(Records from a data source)
*** Block opens ***
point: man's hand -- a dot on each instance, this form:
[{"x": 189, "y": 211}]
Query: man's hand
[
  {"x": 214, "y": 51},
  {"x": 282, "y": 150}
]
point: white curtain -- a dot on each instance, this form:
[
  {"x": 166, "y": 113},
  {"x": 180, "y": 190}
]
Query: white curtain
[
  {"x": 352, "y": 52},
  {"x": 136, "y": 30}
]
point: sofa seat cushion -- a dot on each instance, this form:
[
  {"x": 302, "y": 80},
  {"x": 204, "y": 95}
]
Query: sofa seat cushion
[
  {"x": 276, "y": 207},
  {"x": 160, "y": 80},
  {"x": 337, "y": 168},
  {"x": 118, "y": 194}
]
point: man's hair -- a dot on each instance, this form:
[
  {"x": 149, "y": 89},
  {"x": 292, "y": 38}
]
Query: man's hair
*** Block closes ***
Across all the entries, how many lines include "this"? Answer with the number alone.

4